[Извлечённые записи данных]
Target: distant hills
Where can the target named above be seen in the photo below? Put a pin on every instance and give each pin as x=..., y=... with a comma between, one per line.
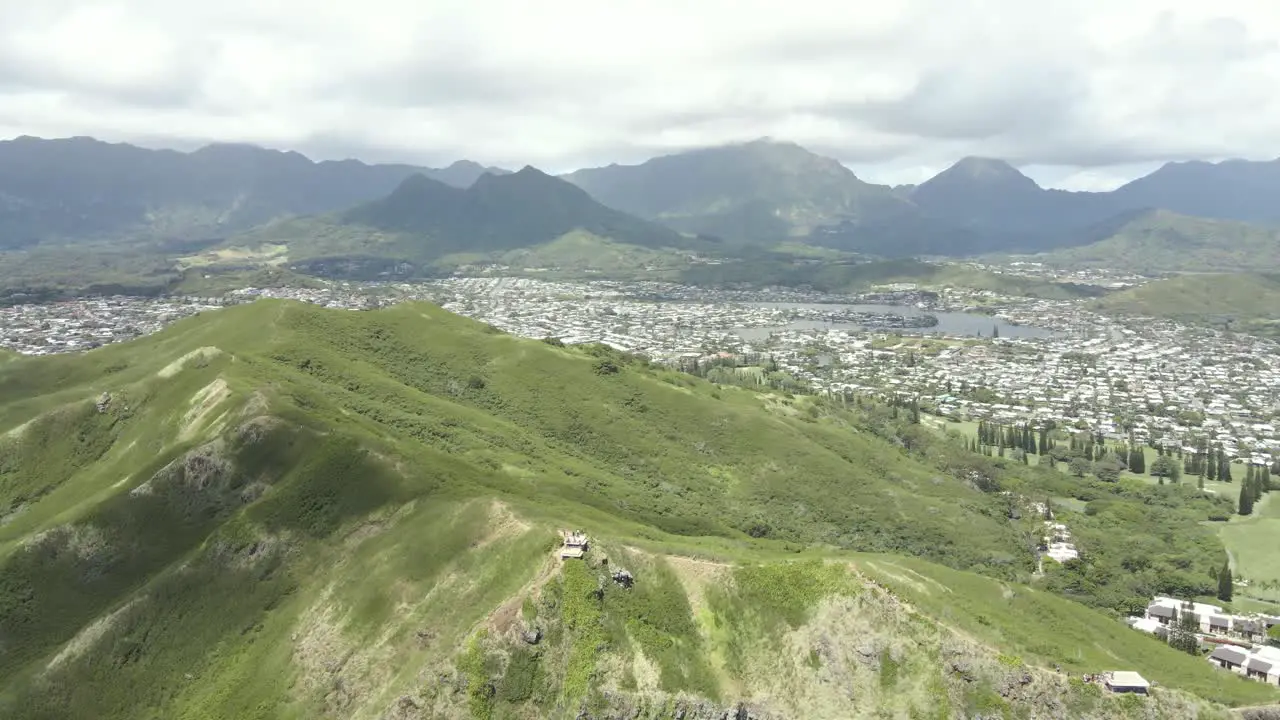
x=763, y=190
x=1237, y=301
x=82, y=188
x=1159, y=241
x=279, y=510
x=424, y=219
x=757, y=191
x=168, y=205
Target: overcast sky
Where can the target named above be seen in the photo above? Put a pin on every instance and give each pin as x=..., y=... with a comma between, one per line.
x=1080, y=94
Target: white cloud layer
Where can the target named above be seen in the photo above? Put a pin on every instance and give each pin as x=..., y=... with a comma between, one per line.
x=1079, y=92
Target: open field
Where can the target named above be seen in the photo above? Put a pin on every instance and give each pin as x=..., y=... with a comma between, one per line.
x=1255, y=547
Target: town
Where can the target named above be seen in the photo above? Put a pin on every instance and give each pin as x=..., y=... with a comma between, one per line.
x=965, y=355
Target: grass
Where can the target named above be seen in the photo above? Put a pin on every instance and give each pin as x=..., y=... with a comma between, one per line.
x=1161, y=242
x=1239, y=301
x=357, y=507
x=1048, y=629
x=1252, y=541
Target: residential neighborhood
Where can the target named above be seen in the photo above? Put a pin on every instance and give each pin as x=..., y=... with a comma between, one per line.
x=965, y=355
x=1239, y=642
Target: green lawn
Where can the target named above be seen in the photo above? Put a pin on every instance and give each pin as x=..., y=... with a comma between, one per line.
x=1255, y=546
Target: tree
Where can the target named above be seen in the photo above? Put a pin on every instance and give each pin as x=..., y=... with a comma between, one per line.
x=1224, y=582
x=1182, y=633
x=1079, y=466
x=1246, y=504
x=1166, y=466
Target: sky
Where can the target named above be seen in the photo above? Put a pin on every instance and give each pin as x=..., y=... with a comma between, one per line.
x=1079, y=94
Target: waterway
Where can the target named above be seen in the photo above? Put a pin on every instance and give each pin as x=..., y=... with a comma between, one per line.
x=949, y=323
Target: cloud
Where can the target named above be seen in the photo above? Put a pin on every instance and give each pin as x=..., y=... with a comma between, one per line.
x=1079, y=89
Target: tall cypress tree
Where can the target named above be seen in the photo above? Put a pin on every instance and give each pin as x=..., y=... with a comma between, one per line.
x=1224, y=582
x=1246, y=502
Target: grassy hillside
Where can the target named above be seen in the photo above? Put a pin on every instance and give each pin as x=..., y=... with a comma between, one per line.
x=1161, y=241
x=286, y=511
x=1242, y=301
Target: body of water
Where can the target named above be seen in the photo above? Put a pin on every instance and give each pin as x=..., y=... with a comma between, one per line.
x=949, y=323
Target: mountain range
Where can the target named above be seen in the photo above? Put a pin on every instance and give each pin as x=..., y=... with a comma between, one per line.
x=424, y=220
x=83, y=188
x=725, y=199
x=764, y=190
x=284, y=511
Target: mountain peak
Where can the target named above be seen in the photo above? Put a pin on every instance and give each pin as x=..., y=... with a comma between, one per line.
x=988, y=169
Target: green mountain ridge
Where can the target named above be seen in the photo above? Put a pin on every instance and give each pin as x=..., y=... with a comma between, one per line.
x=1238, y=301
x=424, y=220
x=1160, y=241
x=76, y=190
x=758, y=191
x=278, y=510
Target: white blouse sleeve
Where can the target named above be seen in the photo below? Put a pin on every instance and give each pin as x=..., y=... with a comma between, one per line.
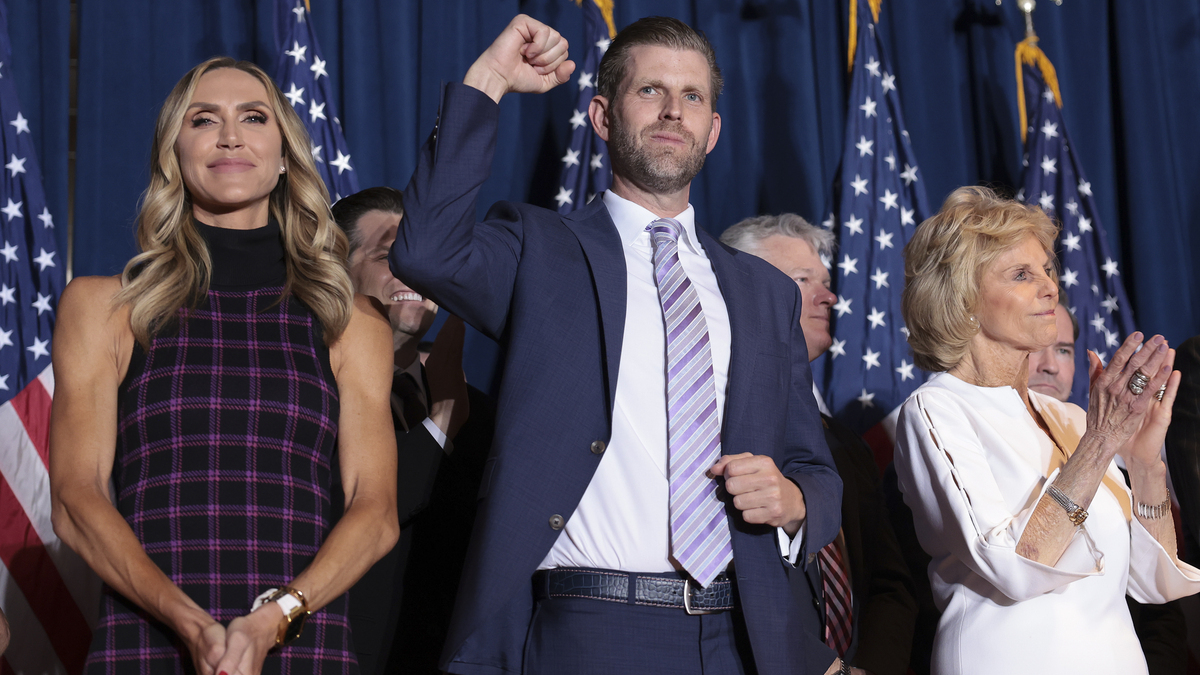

• _Условие задачи_
Выведите без изменений строки списка выше: всё от строки, содержащей «Target: white cloud layer», и вниз до строки, содержащей «x=1246, y=502», включая обе эти строки.

• _Ответ_
Target: white cloud layer
Where can the target named above be seen in the photo above? Put a pin on every instance and give each pin as x=..., y=... with a comma between, one per line.
x=1079, y=92
Target: open field
Where can the target named above be seen in the photo above? Put a pin on every instance and give each pin as x=..., y=... with a comma between, one per line.
x=1255, y=547
Target: town
Where can the target named above be seen in the photo above? Put a pin on every instance and give each pin as x=..., y=... with a comma between, one per line.
x=965, y=355
Target: grass
Where can the target named above be seen in the photo above? Put a pin on every instance and give each pin as x=..., y=... with a comma between, one per line.
x=1161, y=242
x=1239, y=301
x=357, y=507
x=1048, y=629
x=1252, y=541
Target: residential neighborhood
Where can the target named above be seen in the photo above? Put a pin on every instance and give each pin as x=..., y=... with a comma between, one per line.
x=965, y=355
x=1239, y=642
Target: green lawn
Where can the target named above be seen in the photo above? Put a pin on every instance and give each pin as x=..., y=... with a comma between, one per line.
x=1255, y=546
Target: tree
Where can the target named above be seen in the photo above? Put a pin on every instance and give each pin as x=..., y=... with a comma between, one per line.
x=1224, y=582
x=1182, y=633
x=1079, y=466
x=1246, y=504
x=1166, y=466
Target: sky
Where can the target named above be seen in the photo above? Put a pin on every instance and give each pin as x=..., y=... with a comma between, one per line.
x=1079, y=94
Target: waterway
Where can the target named above be seen in the photo above? Put a pin on every instance and give each pin as x=..., y=... with a comma between, one per line.
x=949, y=323
Target: cloud
Where can the target named above be seen in the photo above? Put a pin on every instance and give each pin as x=..., y=... with a comma between, one per line.
x=1079, y=89
Target: tall cypress tree
Where can the target named above be seen in the photo above? Put a pin on every instance and give each pin as x=..., y=... with a comma between, one per line.
x=1224, y=582
x=1246, y=502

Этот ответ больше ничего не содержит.